> _Rows_:
* * * * * * * * *

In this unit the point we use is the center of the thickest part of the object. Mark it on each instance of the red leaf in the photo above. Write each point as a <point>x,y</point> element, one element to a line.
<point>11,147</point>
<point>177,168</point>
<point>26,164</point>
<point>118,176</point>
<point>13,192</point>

* * * * * * * * *

> _The task_: Copy every line of the rows above, including the requests, and raise both the x and y coordinates in each point answer by 19.

> _Solution for this task_:
In this unit the point we use is the center of the thickest part of the object. Mark it on each instance of the red leaf in the photo above. Write each point as a <point>x,y</point> element, one element to a line.
<point>30,166</point>
<point>196,187</point>
<point>45,183</point>
<point>137,195</point>
<point>32,211</point>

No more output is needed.